◆ THE PROBLEM ◆
In the listing below, find the line containing "provide the segmentation of number". Write out that line and every line after it to the end, exactly and only those.
------------------------------------------------------------
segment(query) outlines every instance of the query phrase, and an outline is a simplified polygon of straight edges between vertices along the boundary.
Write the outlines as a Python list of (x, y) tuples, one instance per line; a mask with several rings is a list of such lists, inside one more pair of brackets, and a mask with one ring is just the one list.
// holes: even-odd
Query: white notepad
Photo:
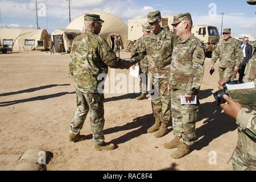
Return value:
[(134, 69), (133, 69), (132, 67), (130, 67), (130, 75), (138, 78), (139, 77), (139, 66), (135, 66)]
[(186, 102), (186, 99), (184, 96), (180, 96), (180, 104), (181, 105), (184, 104), (196, 104), (196, 96), (192, 96), (192, 100), (191, 102)]

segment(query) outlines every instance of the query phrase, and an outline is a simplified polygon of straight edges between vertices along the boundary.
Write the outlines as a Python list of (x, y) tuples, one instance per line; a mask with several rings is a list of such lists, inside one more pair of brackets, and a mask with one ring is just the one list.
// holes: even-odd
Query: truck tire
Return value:
[(212, 51), (207, 51), (205, 54), (206, 57), (212, 58)]

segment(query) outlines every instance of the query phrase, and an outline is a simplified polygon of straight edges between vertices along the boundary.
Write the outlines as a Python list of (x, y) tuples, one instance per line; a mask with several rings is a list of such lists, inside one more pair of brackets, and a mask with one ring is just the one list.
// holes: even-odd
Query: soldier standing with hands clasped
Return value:
[(146, 52), (148, 61), (148, 74), (151, 75), (155, 94), (154, 97), (151, 96), (155, 124), (147, 132), (156, 131), (154, 134), (155, 137), (160, 138), (167, 133), (168, 124), (171, 119), (171, 98), (167, 87), (171, 56), (177, 38), (174, 32), (161, 27), (162, 18), (159, 11), (149, 13), (147, 22), (151, 32), (143, 37), (144, 46), (137, 52)]
[[(203, 43), (191, 34), (193, 24), (189, 13), (177, 15), (172, 25), (180, 39), (172, 53), (169, 83), (175, 138), (164, 143), (164, 147), (177, 148), (171, 155), (174, 159), (180, 159), (189, 153), (190, 146), (196, 137), (198, 93), (204, 76), (205, 56)], [(188, 102), (196, 96), (196, 104), (182, 105), (181, 96), (184, 96)]]
[(213, 51), (212, 57), (212, 65), (213, 68), (218, 58), (219, 84), (222, 84), (235, 78), (241, 63), (243, 60), (240, 43), (230, 36), (231, 29), (223, 30), (223, 39), (220, 40), (216, 48)]
[[(256, 5), (256, 0), (249, 0), (247, 2)], [(256, 55), (249, 61), (245, 73), (243, 82), (254, 82), (256, 85)], [(256, 93), (255, 88), (254, 89)], [(244, 97), (245, 99), (248, 97), (246, 92)], [(224, 98), (227, 103), (221, 104), (221, 106), (226, 114), (236, 119), (238, 128), (237, 145), (232, 158), (233, 168), (238, 171), (256, 171), (256, 107), (255, 105), (254, 106), (242, 105), (227, 95), (224, 95)], [(255, 100), (255, 98), (249, 98), (249, 100)]]
[[(138, 51), (143, 49), (143, 47), (144, 46), (143, 44), (143, 36), (149, 35), (150, 33), (150, 26), (148, 22), (143, 23), (142, 24), (142, 32), (143, 36), (138, 39), (135, 43), (133, 49), (131, 49), (131, 56), (133, 56)], [(139, 63), (139, 69), (141, 74), (141, 81), (140, 87), (141, 94), (139, 97), (136, 98), (137, 100), (143, 100), (147, 98), (147, 77), (148, 73), (148, 61), (147, 60), (147, 56), (144, 57), (143, 59)]]

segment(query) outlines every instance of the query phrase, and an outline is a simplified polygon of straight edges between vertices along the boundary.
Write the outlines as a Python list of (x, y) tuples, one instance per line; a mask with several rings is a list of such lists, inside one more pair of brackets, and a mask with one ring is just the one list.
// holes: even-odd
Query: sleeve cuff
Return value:
[(237, 122), (239, 123), (240, 127), (245, 130), (248, 122), (250, 122), (249, 119), (251, 117), (251, 115), (256, 114), (255, 111), (253, 111), (249, 113), (247, 113), (249, 109), (243, 107), (239, 111), (237, 115)]
[(192, 96), (193, 95), (193, 91), (186, 91), (186, 94), (188, 96)]

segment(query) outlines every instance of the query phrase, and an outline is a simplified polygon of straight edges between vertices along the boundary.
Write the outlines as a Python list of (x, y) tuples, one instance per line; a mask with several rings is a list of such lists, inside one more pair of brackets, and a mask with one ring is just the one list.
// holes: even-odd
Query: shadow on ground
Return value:
[(31, 97), (31, 98), (26, 98), (26, 99), (22, 99), (22, 100), (16, 100), (16, 101), (2, 102), (0, 102), (0, 107), (9, 106), (18, 104), (19, 103), (24, 103), (24, 102), (27, 102), (40, 101), (40, 100), (41, 100), (41, 101), (46, 100), (48, 98), (55, 98), (55, 97), (65, 96), (67, 94), (75, 94), (75, 93), (76, 93), (76, 92), (60, 92), (60, 93), (55, 93), (55, 94), (53, 94), (37, 96), (37, 97)]
[(110, 101), (116, 101), (119, 100), (122, 100), (124, 99), (134, 99), (136, 97), (139, 96), (141, 94), (139, 93), (129, 93), (125, 95), (122, 95), (119, 96), (112, 97), (109, 98), (106, 98), (104, 100), (104, 102), (108, 102)]
[(203, 137), (192, 146), (192, 150), (201, 150), (213, 139), (237, 128), (235, 121), (225, 113), (221, 113), (221, 110), (215, 101), (200, 105), (197, 121), (206, 120), (203, 125), (196, 129), (196, 140)]
[(40, 86), (39, 87), (32, 88), (30, 89), (19, 90), (19, 91), (17, 91), (17, 92), (8, 92), (8, 93), (0, 93), (0, 96), (7, 96), (18, 94), (23, 93), (33, 92), (37, 91), (37, 90), (48, 89), (48, 88), (54, 87), (54, 86), (68, 86), (68, 85), (70, 85), (70, 84), (62, 84), (62, 85), (52, 84), (52, 85), (45, 85), (45, 86)]
[[(121, 131), (130, 130), (139, 127), (135, 130), (129, 132), (125, 135), (109, 142), (109, 143), (113, 143), (117, 145), (118, 144), (125, 143), (133, 138), (138, 137), (142, 134), (146, 134), (147, 130), (153, 125), (154, 123), (155, 118), (153, 117), (152, 114), (147, 114), (144, 116), (137, 118), (133, 119), (133, 122), (127, 123), (125, 125), (115, 126), (104, 130), (104, 133), (105, 135), (106, 135)], [(167, 134), (170, 133), (172, 130), (172, 128), (169, 129)], [(88, 139), (92, 139), (92, 135), (88, 135), (86, 138)]]

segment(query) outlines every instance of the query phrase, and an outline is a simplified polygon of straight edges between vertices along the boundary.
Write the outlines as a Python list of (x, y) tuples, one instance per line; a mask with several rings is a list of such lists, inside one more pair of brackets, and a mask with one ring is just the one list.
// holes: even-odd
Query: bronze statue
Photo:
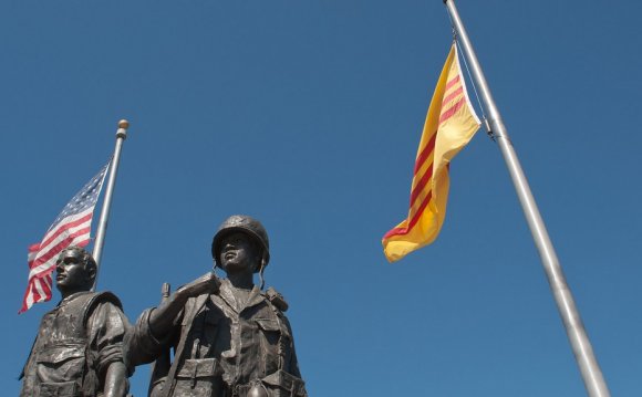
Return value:
[(143, 312), (127, 335), (133, 365), (174, 348), (172, 365), (164, 372), (156, 366), (149, 395), (307, 396), (283, 314), (288, 304), (273, 289), (261, 291), (270, 259), (261, 223), (247, 216), (228, 218), (214, 236), (211, 254), (227, 279), (209, 272), (179, 288)]
[(60, 303), (46, 313), (21, 374), (21, 397), (124, 397), (130, 323), (111, 292), (91, 292), (96, 262), (80, 247), (55, 262)]

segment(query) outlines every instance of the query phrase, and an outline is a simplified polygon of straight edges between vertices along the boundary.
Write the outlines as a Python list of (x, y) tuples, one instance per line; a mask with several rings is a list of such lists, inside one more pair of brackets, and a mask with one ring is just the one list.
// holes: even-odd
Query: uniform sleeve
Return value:
[(131, 327), (123, 311), (111, 302), (96, 304), (89, 320), (93, 366), (103, 379), (112, 363), (124, 363), (124, 338)]
[(163, 352), (173, 347), (179, 332), (183, 312), (174, 321), (172, 332), (158, 338), (149, 327), (149, 315), (154, 309), (147, 309), (141, 314), (136, 325), (126, 335), (126, 362), (127, 366), (148, 364), (161, 356)]
[(292, 335), (292, 327), (290, 326), (290, 322), (288, 317), (284, 315), (282, 316), (282, 321), (286, 324), (288, 332), (290, 333), (290, 355), (289, 355), (289, 365), (288, 365), (288, 373), (294, 375), (298, 378), (301, 378), (301, 372), (299, 370), (299, 362), (297, 359), (297, 352), (294, 349), (294, 335)]

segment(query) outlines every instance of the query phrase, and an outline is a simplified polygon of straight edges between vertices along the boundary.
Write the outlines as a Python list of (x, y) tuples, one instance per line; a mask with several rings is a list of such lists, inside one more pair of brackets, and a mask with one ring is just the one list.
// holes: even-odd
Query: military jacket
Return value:
[(79, 292), (46, 313), (22, 370), (21, 397), (85, 397), (102, 391), (110, 364), (123, 361), (127, 318), (110, 293)]
[(153, 395), (244, 397), (258, 385), (270, 397), (307, 396), (282, 302), (256, 286), (244, 293), (222, 280), (218, 294), (187, 301), (163, 341), (148, 327), (151, 311), (144, 312), (131, 348), (144, 361), (175, 351), (163, 390)]

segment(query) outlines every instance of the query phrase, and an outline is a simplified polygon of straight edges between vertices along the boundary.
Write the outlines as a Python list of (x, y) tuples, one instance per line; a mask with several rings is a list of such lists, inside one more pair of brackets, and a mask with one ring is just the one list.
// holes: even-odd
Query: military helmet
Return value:
[[(263, 259), (263, 265), (267, 265), (270, 261), (270, 241), (268, 240), (268, 232), (261, 222), (246, 215), (232, 215), (218, 227), (218, 230), (211, 240), (211, 258), (214, 258), (216, 264), (220, 267), (218, 254), (221, 249), (220, 243), (222, 238), (235, 231), (240, 231), (255, 239), (262, 250), (261, 255)], [(259, 269), (256, 271), (259, 271)]]

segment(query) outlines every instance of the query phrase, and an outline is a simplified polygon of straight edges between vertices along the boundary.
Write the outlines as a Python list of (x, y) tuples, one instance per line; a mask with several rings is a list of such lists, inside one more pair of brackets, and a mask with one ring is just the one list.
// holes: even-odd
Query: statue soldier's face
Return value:
[(63, 251), (55, 261), (55, 285), (59, 290), (83, 290), (91, 282), (90, 274), (76, 250)]
[(253, 273), (258, 252), (248, 234), (230, 233), (222, 238), (220, 247), (219, 261), (226, 273)]

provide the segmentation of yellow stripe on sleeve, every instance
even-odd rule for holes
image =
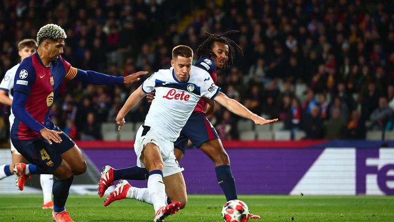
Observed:
[[[75,78],[76,76],[76,72],[78,71],[77,69],[72,66],[70,67],[70,69],[68,70],[68,72],[66,74],[66,78],[72,80]]]

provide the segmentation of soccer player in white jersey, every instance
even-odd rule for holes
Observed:
[[[190,47],[180,45],[174,48],[172,67],[159,70],[144,82],[119,112],[116,123],[121,130],[125,123],[126,114],[146,94],[155,90],[156,99],[152,102],[144,125],[137,132],[134,143],[137,165],[149,172],[148,188],[134,188],[126,180],[121,180],[105,200],[104,206],[125,198],[137,199],[153,205],[154,221],[163,221],[185,207],[187,197],[183,169],[174,155],[173,142],[201,97],[214,99],[229,110],[257,124],[278,121],[266,120],[220,92],[220,88],[207,72],[192,66],[192,58],[193,50]],[[110,168],[105,168],[102,180],[110,176],[108,170]],[[166,194],[169,201],[172,201],[168,205]]]
[[[34,54],[37,49],[38,44],[35,40],[32,39],[24,39],[19,42],[18,44],[19,51],[18,53],[22,62],[25,58]],[[0,83],[0,102],[11,106],[12,103],[13,89],[14,88],[14,79],[16,70],[19,67],[19,63],[9,69],[4,75],[1,83]],[[9,119],[10,126],[12,126],[15,117],[11,112]],[[2,165],[0,166],[0,179],[4,179],[14,174],[12,166],[18,162],[23,162],[24,158],[15,149],[12,142],[11,143],[11,152],[12,160],[11,165]],[[43,209],[52,209],[53,208],[53,202],[52,201],[52,186],[53,183],[53,176],[49,174],[42,174],[40,177],[41,187],[44,194],[44,202]]]

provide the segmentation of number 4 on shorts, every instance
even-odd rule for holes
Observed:
[[[42,149],[41,151],[40,151],[40,153],[41,154],[41,159],[42,159],[43,160],[49,159],[51,158],[45,149]]]

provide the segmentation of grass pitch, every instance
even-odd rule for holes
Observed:
[[[246,196],[239,199],[260,220],[251,221],[393,221],[394,196]],[[77,221],[152,221],[153,207],[125,199],[103,206],[98,196],[70,195],[67,209]],[[0,195],[0,221],[51,221],[41,195]],[[166,222],[222,221],[222,195],[190,195],[186,208]]]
------------------------------------------------------------
◆ ANSWER FOR THIS EXERCISE ◆
provide the segmentation of number 4 on shorts, every instance
even-odd rule for holes
Observed:
[[[42,149],[41,151],[40,151],[40,153],[41,154],[41,159],[42,159],[43,160],[49,159],[51,158],[45,149]]]

provide the segmentation of grass pitch, every instance
even-odd rule for holes
Observed:
[[[246,196],[239,199],[260,220],[251,221],[393,221],[394,196]],[[77,221],[152,221],[153,207],[125,199],[103,206],[98,196],[70,195],[67,209]],[[0,195],[0,221],[51,221],[41,195]],[[166,222],[222,221],[222,195],[190,195],[186,208]]]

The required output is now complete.